_Record excerpts_
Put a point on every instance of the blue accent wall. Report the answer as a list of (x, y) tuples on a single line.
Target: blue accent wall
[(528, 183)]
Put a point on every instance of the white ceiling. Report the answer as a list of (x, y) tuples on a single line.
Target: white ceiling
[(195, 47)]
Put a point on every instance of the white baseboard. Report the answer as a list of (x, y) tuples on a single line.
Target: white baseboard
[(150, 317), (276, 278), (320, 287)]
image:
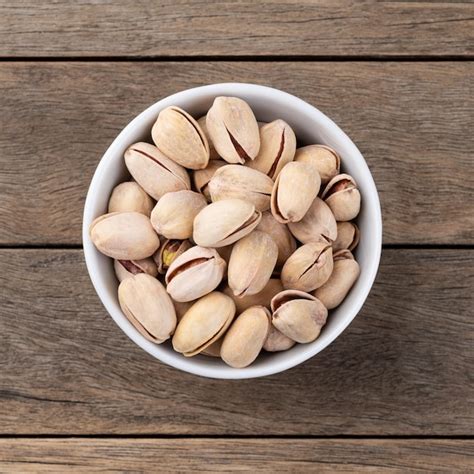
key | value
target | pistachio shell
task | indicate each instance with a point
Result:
(194, 273)
(180, 138)
(233, 129)
(205, 322)
(318, 221)
(146, 304)
(277, 148)
(124, 235)
(154, 171)
(295, 189)
(240, 182)
(309, 267)
(174, 214)
(251, 264)
(244, 339)
(224, 222)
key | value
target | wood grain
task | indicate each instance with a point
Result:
(275, 27)
(403, 367)
(218, 455)
(412, 121)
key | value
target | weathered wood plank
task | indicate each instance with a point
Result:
(404, 366)
(223, 455)
(273, 27)
(412, 121)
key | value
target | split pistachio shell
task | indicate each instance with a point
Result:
(318, 221)
(342, 197)
(130, 197)
(224, 222)
(344, 275)
(233, 129)
(244, 339)
(298, 315)
(180, 138)
(277, 148)
(251, 264)
(240, 182)
(154, 171)
(280, 233)
(174, 214)
(124, 235)
(204, 323)
(146, 304)
(309, 267)
(347, 236)
(194, 273)
(325, 159)
(295, 189)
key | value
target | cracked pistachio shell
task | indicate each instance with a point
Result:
(124, 236)
(277, 148)
(309, 267)
(127, 268)
(347, 236)
(298, 315)
(342, 197)
(233, 129)
(148, 307)
(240, 182)
(244, 340)
(174, 213)
(204, 323)
(295, 189)
(194, 273)
(224, 222)
(201, 178)
(280, 233)
(318, 221)
(326, 160)
(344, 275)
(251, 264)
(154, 171)
(130, 197)
(180, 138)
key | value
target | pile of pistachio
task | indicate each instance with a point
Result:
(229, 239)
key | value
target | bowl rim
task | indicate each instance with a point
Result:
(189, 365)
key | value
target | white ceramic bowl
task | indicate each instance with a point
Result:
(310, 126)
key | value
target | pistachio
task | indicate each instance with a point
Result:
(279, 232)
(130, 197)
(204, 323)
(347, 236)
(342, 197)
(180, 138)
(344, 275)
(309, 267)
(295, 189)
(326, 160)
(194, 273)
(298, 315)
(124, 235)
(240, 182)
(233, 129)
(251, 264)
(154, 171)
(146, 304)
(318, 221)
(174, 214)
(277, 148)
(224, 222)
(244, 339)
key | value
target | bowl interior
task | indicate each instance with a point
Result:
(310, 126)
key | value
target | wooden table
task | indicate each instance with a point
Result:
(393, 393)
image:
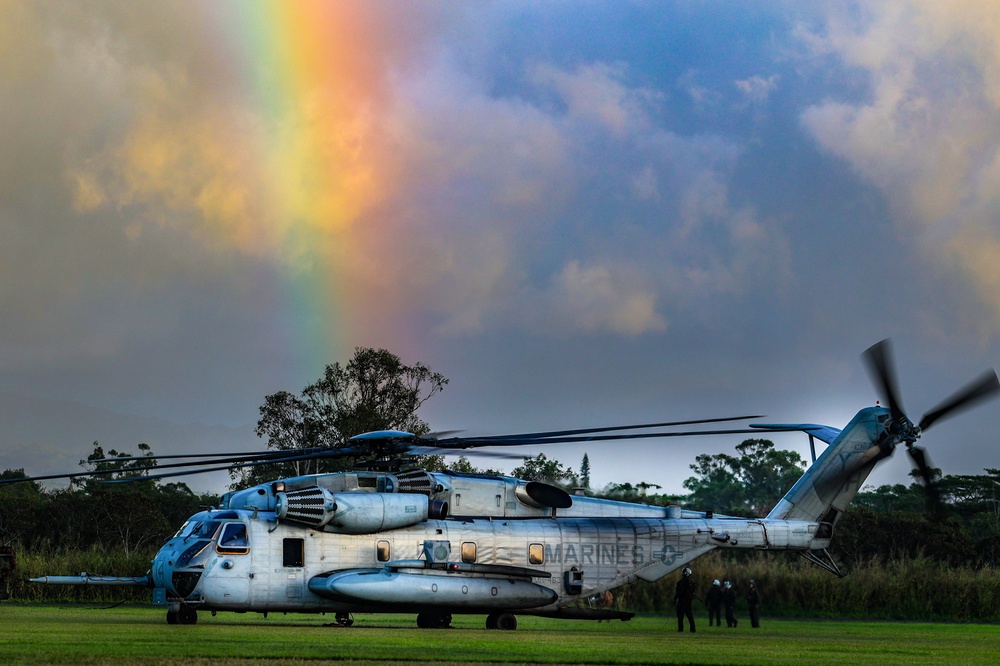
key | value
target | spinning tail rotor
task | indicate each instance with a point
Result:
(878, 358)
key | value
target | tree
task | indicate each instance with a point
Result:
(750, 484)
(540, 468)
(374, 391)
(585, 471)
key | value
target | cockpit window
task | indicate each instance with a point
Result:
(199, 529)
(234, 539)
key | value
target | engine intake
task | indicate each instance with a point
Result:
(356, 512)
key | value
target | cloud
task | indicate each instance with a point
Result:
(927, 128)
(757, 89)
(596, 299)
(597, 93)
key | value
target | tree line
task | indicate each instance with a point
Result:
(376, 391)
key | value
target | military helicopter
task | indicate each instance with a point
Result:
(436, 544)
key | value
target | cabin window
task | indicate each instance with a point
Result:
(293, 552)
(234, 539)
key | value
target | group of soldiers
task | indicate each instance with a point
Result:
(718, 595)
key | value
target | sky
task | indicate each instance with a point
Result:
(581, 213)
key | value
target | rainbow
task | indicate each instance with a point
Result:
(310, 74)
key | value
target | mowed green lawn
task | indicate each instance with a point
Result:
(86, 635)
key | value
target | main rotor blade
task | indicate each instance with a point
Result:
(878, 358)
(512, 440)
(584, 431)
(345, 452)
(985, 386)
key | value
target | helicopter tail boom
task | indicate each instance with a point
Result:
(92, 579)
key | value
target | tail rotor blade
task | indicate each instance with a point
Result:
(986, 386)
(879, 360)
(929, 477)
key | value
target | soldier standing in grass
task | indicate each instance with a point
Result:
(753, 604)
(713, 599)
(683, 598)
(729, 601)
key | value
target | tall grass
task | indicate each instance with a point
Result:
(902, 589)
(61, 562)
(914, 589)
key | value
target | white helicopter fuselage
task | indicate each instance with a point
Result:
(524, 557)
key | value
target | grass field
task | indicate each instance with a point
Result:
(75, 634)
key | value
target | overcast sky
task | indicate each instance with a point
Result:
(581, 213)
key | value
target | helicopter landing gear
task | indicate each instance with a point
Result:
(184, 614)
(433, 620)
(503, 621)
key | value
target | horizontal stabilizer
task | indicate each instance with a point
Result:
(823, 433)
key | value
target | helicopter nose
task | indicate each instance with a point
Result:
(172, 568)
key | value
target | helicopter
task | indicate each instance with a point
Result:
(392, 540)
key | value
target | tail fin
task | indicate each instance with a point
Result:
(828, 486)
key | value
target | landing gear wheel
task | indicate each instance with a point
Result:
(502, 621)
(186, 615)
(433, 620)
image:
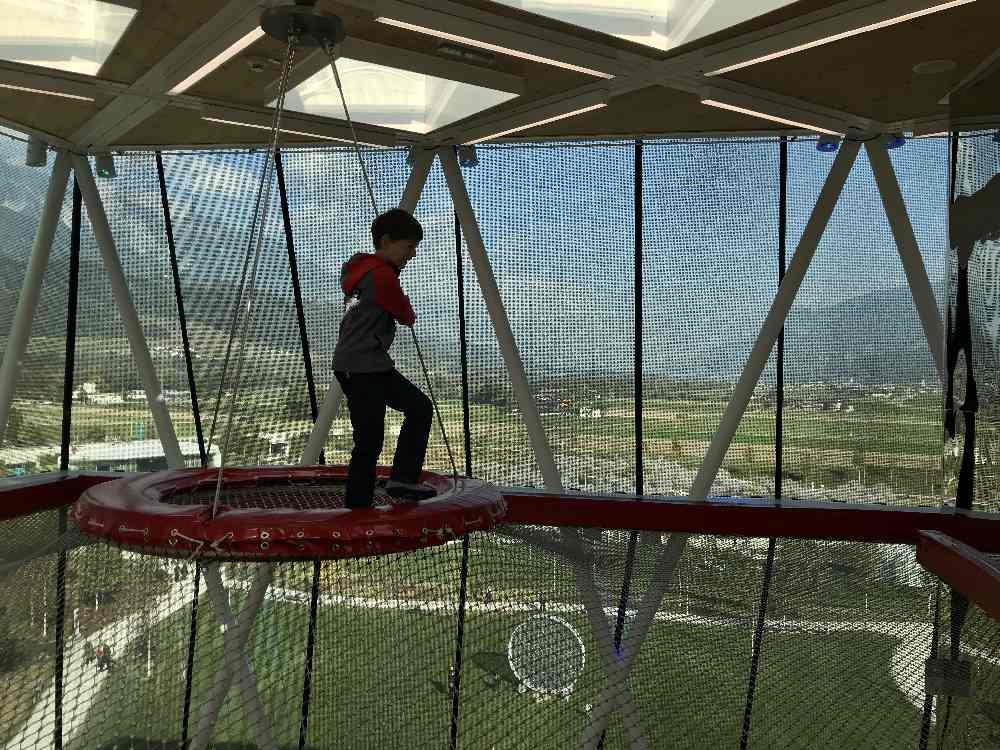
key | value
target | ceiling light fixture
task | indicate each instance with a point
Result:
(47, 92)
(546, 121)
(491, 47)
(307, 134)
(765, 116)
(827, 144)
(842, 35)
(218, 61)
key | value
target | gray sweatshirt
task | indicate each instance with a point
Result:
(373, 303)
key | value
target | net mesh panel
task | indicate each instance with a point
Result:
(112, 426)
(710, 270)
(862, 395)
(331, 220)
(978, 163)
(566, 277)
(212, 198)
(31, 440)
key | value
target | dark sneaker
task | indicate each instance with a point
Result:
(409, 492)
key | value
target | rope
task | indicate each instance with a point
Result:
(330, 52)
(262, 210)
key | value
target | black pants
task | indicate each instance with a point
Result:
(368, 394)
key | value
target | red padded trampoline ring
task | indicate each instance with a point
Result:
(277, 513)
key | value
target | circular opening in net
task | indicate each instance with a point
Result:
(546, 654)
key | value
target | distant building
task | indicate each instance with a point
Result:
(133, 455)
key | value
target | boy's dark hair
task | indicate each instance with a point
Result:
(398, 224)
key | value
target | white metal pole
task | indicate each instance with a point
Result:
(130, 318)
(909, 251)
(536, 433)
(501, 324)
(671, 553)
(31, 288)
(331, 404)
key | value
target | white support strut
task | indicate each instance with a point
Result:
(126, 308)
(501, 323)
(334, 395)
(236, 662)
(31, 288)
(670, 555)
(536, 432)
(909, 251)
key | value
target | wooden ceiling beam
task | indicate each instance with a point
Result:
(839, 18)
(403, 59)
(146, 96)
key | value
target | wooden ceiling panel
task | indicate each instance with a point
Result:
(236, 82)
(159, 26)
(50, 114)
(176, 126)
(872, 74)
(753, 25)
(979, 101)
(648, 112)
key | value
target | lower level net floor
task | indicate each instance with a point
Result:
(841, 650)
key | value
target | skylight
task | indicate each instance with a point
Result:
(72, 35)
(378, 95)
(662, 24)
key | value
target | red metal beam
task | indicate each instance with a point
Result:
(962, 567)
(22, 496)
(754, 517)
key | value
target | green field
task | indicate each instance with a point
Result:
(379, 681)
(892, 447)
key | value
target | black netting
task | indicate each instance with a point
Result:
(862, 395)
(710, 270)
(978, 164)
(566, 277)
(112, 425)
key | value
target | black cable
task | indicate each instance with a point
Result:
(455, 677)
(189, 669)
(179, 298)
(772, 544)
(925, 721)
(310, 650)
(72, 304)
(455, 683)
(68, 377)
(293, 267)
(464, 348)
(637, 395)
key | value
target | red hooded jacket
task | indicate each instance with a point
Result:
(373, 303)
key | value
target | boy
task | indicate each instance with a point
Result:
(373, 303)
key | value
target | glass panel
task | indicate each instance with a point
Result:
(393, 98)
(662, 24)
(73, 35)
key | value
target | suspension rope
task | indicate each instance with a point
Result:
(261, 210)
(331, 53)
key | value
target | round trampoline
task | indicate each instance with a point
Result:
(278, 513)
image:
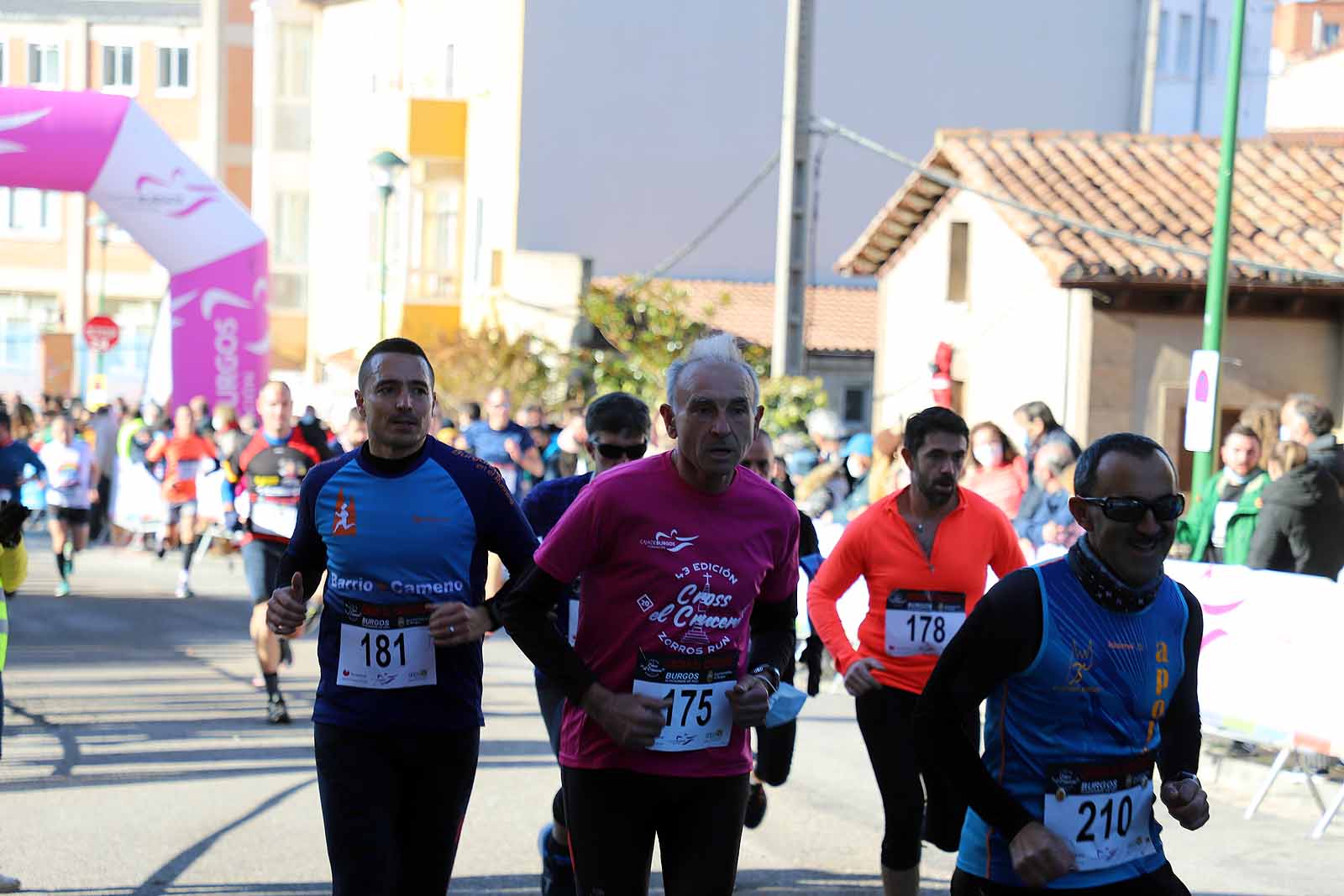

_What the exercise asks_
Can you give the data again from its first line through the line containing "[(150, 317), (276, 278), (320, 287)]", renaming every "baseboard" to "skirting board" and changing nothing else?

_Correct answer_
Put a point on every instance of the blue accent wall. Report the answer as a list of (x, y) tuples on a single line.
Target: blue accent wall
[(528, 183)]
Put a point on every instance of the white ceiling. Report the answer as a list of (x, y) tuples on a single line.
Target: white ceiling
[(195, 47)]
Put a point on every instance of the white skirting board. Report the answer as a list of (x, y) tuples on a single line.
Target: white skirting board
[(150, 317), (276, 278), (320, 287)]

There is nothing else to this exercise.